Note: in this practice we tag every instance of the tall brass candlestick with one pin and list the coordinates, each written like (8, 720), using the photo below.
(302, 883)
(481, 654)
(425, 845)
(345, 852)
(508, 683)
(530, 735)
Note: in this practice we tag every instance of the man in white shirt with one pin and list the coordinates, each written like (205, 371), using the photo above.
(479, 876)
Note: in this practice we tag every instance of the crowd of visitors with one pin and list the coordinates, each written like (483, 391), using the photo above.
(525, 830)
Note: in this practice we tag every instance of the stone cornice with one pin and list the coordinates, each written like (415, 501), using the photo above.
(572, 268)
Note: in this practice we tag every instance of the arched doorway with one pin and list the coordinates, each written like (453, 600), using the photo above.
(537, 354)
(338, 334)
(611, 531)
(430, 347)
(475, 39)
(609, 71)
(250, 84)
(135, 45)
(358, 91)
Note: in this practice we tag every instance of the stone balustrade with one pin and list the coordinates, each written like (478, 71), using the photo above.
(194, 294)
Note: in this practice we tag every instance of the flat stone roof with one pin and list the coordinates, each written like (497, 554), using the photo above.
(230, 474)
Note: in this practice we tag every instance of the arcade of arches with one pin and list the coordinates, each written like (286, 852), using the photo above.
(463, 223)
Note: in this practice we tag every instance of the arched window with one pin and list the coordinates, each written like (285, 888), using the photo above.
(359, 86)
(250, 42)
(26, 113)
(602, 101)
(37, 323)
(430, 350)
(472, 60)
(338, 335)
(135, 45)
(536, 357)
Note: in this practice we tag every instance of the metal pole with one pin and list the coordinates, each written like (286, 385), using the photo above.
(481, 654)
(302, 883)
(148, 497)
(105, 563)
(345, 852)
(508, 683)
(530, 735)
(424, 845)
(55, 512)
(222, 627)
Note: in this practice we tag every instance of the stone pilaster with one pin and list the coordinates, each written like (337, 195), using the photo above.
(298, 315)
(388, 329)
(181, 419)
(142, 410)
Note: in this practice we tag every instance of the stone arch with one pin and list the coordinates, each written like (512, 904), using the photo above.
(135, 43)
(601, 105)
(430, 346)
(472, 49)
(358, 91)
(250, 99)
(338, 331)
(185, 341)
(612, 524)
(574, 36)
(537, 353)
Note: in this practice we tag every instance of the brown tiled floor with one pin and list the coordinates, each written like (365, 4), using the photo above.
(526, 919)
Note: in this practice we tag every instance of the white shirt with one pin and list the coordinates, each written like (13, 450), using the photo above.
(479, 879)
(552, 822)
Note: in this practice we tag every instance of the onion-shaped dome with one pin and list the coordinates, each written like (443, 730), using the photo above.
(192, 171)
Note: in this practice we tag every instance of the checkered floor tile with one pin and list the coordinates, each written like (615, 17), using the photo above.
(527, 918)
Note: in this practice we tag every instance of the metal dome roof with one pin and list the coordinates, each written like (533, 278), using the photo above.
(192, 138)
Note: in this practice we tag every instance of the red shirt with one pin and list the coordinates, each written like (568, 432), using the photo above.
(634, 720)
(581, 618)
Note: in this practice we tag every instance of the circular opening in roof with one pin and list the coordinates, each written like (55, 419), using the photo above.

▶ DIRECTIVE
Turn the listing above into a numbered list with one line per entry, leaving out any blank lines.

▶ THE SOLUTION
1. Note: in this practice we tag every instance of the tall brass candlestick with one pin and list the coordinates, each written like (8, 720), using the photo below.
2. (302, 883)
3. (481, 654)
4. (425, 845)
5. (345, 852)
6. (508, 683)
7. (530, 735)
8. Note: in this practice we tag every instance of the man in white shirt with one pin and list the coordinates, each written like (205, 371), using the photo above.
9. (479, 876)
10. Note: in this practice we tag every instance of the crowd of visitors with one pin and list the coordinates, each written like (483, 391), using the photo above.
11. (525, 830)
12. Note: in this practice we tag every instance of the stone cornice with one pin and list the coordinates, each written like (415, 501), using the photo above.
13. (572, 268)
14. Note: in this practice we tag every instance of the arched doorway with one pin and list the coordinates, each written like (453, 600), using the photo above.
15. (537, 354)
16. (338, 334)
17. (611, 531)
18. (430, 347)
19. (475, 39)
20. (609, 71)
21. (250, 84)
22. (135, 45)
23. (358, 91)
24. Note: in this practice we tag every instance of the stone balustrade with one pin and list the coordinates, each written like (478, 71), using the photo above.
25. (194, 294)
26. Note: in this practice we tag every instance of the flat stone roof with one pin and list the coordinates, each written like (497, 554), using the photo above.
27. (230, 474)
28. Note: in this practice we tag every instance of the arcade of arches with one pin and list the coordinates, each written like (286, 852), using the photo above.
29. (463, 223)
30. Note: in this practice we tag every instance of the arched window with one pin and list the coordinates, each written like (285, 888), using the photo above.
31. (359, 86)
32. (250, 42)
33. (26, 113)
34. (602, 101)
35. (37, 323)
36. (430, 350)
37. (472, 60)
38. (338, 335)
39. (135, 45)
40. (536, 357)
41. Note: in this practice we tag every instance of the metal pole with one pin and list the coordinates, each written like (286, 385), using the photo above.
42. (481, 654)
43. (302, 883)
44. (148, 497)
45. (105, 563)
46. (345, 852)
47. (508, 683)
48. (530, 735)
49. (424, 845)
50. (55, 512)
51. (222, 627)
52. Note: in this practice we tag every instance of the stone pilaster with one pin and list the coordinates, each written like (337, 195), using the photo above.
53. (298, 315)
54. (388, 329)
55. (181, 419)
56. (142, 410)
57. Note: in this practice we tag every instance of the stone arch with one pin and list the coordinates, each written like (512, 904), using the photo above.
58. (135, 43)
59. (601, 105)
60. (430, 346)
61. (472, 49)
62. (358, 91)
63. (250, 99)
64. (338, 331)
65. (185, 341)
66. (612, 524)
67. (574, 36)
68. (537, 353)
69. Note: in this practice we tag every instance of the brown tiled floor with one pin and list the coordinates, each written like (365, 4), using the photo above.
70. (526, 919)
71. Note: in this practice we tag every instance of the white shirt with one pin and list the coordinates, each written like (13, 450), using the photo above.
72. (479, 879)
73. (552, 822)
74. Note: in this practice we tag every instance of the onion-shaped dome with one pin and list the coordinates, each written like (443, 730), using the photo above.
75. (192, 171)
76. Note: in this practice we tag every instance of the checkered floor tile with one pin and list the coordinates, each written like (615, 17), using the photo above.
77. (527, 918)
78. Note: in this practice we tag every instance of the metal dome roof with one pin and list the coordinates, each written like (533, 278), using the photo above.
79. (192, 138)
80. Note: in this practice we tag every instance of the red shirt with one pin and list the coordinates, each written like (568, 432), using the photo above.
81. (634, 720)
82. (581, 618)
83. Note: in this practice we tag every instance of the circular opening in roof with one pin and list the coordinates, each written like (55, 419), using the photo above.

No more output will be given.